Semua manusia adalah intelektual, namun tidak semua manusia menjalankan fungsi intelektualnya dalam masyarakat. (Antonio Gramsci, 1891-1937)
Mahasiswa baru memasuki dunia kampus dengan motivasi dan orientasi awal yang berbeda, ada yang menganggap kuliah sekadar prestise, ajang cari teman, menambah daya intelektualitas, dan –sebagian besar- sekadar sebagai tempat mendapatkan ijazah agar mudah mendapatkan pekerjaan. Salah satu orientasi mahasiswa adalah intelektualisme yang biasanya baru tersadari dan terbentuk ketika berinteraksi dengan segenap literatur ilmiah yang diramu dengan nalar kritis dan dibenturkan pada realitas. Hal tersebut merupakan penampakan nyata yang menghampiri setiap fenomena kampus hari ini. Pergeseran nilai pun terjadi dalam sebuah kelembagaan pendidikan formal yang menurutku adalah sandaran moralitas bagi masyarakat pada umumnya.

# DATA MASUKAN

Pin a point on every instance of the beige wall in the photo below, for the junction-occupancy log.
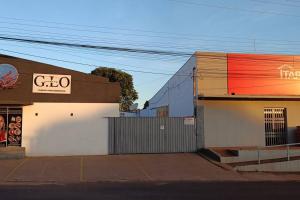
(241, 123)
(54, 132)
(212, 73)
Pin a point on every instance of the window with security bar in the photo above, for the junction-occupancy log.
(275, 126)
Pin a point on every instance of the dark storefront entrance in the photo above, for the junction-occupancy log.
(10, 126)
(275, 126)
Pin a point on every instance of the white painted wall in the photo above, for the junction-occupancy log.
(55, 133)
(177, 93)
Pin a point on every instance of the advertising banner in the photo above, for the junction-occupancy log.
(250, 74)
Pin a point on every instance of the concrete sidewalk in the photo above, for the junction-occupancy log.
(152, 167)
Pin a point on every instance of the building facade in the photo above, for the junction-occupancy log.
(53, 111)
(239, 99)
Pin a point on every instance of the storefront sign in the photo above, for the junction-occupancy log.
(263, 75)
(8, 76)
(51, 83)
(189, 121)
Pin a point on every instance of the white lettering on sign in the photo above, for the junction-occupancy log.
(51, 83)
(288, 72)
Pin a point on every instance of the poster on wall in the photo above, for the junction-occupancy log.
(3, 129)
(14, 136)
(250, 74)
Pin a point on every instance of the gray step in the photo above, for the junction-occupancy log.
(12, 152)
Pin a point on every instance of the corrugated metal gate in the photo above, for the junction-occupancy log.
(151, 135)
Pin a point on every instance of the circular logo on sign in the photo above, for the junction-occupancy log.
(8, 76)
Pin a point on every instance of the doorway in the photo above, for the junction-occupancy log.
(10, 126)
(275, 126)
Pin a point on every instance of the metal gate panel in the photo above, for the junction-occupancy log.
(150, 135)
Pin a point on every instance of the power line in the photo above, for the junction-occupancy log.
(109, 48)
(87, 64)
(264, 12)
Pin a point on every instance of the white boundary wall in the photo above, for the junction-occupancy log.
(54, 132)
(177, 93)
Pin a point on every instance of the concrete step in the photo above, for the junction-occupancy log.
(239, 155)
(12, 152)
(272, 165)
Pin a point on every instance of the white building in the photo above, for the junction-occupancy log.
(53, 111)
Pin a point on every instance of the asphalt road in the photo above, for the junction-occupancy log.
(156, 190)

# TUGAS LATIHAN
a) Jawab pertanyaan berikut berdasarkan teks tentang mahasiswa dan intelektualisme:
(i) Siapa tokoh yang kutipannya membuka teks, dan tahun berapa saja yang dicantumkan bersamanya?
(ii) Menurut teks, sebagian besar mahasiswa baru menganggap kuliah sekadar sebagai apa?
(iii) Di mana pergeseran nilai terjadi menurut teks?
b) Sajikan baris-baris entri, mulai dari baris yang memuat "Pin a point on every instance of the gray" sampai akhir entri, sebagai tabel Markdown dengan kolom "Nomor" dan "Baris". Kedua ujung disertakan, dan baris kosong tidak dimasukkan.
Teks dan entri tidak saling berhubungan.

# HASIL LATIHAN
a)
(i) Antonio Gramsci, 1891-1937.
(ii) Sekadar sebagai tempat mendapatkan ijazah agar mudah mendapatkan pekerjaan.
(iii) Dalam sebuah kelembagaan pendidikan formal.

b)
| Nomor | Baris |
|---|---|
| 1 | Pin a point on every instance of the gray step in the photo above, for the junction-occupancy log. |
| 2 | (12, 152) |
| 3 | Pin a point on every instance of the corrugated metal gate in the photo above, for the junction-occupancy log. |
| 4 | (151, 135) |
| 5 | Pin a point on every instance of the circular logo on sign in the photo above, for the junction-occupancy log. |
| 6 | (8, 76) |
| 7 | Pin a point on every instance of the doorway in the photo above, for the junction-occupancy log. |
| 8 | (10, 126) |
| 9 | (275, 126) |
| 10 | Pin a point on every instance of the metal gate panel in the photo above, for the junction-occupancy log. |
| 11 | (150, 135) |
| 12 | Pin a point on every instance of the power line in the photo above, for the junction-occupancy log. |
| 13 | (109, 48) |
| 14 | (87, 64) |
| 15 | (264, 12) |
| 16 | Pin a point on every instance of the white boundary wall in the photo above, for the junction-occupancy log. |
| 17 | (54, 132) |
| 18 | (177, 93) |
| 19 | Pin a point on every instance of the concrete step in the photo above, for the junction-occupancy log. |
| 20 | (239, 155) |
| 21 | (12, 152) |
| 22 | (272, 165) |
| 23 | Pin a point on every instance of the white building in the photo above, for the junction-occupancy log. |
| 24 | (53, 111) |
| 25 | Pin a point on every instance of the asphalt road in the photo above, for the junction-occupancy log. |
| 26 | (156, 190) |